### Auszüge aus Pointing-Datensätzen
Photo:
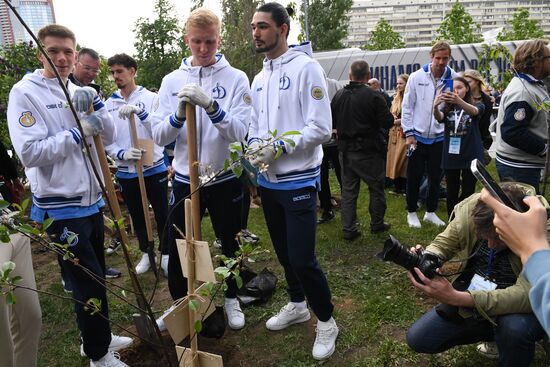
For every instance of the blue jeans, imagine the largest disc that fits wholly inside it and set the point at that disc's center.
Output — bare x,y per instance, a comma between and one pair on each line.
515,335
530,176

### Die Aufgabe
Ändere in den obigen Einträgen „blue“ zu „red“ und gib sie ansonsten unverändert wieder. Lass das Bild in der Antwort weg.

### Lösung der Aufgabe
Photo:
For every instance of the red jeans, imagine the largest disc that fits wholly inside it and set the point at that disc's center.
Output — bare x,y per instance, a comma between and one pair on each line.
515,335
530,176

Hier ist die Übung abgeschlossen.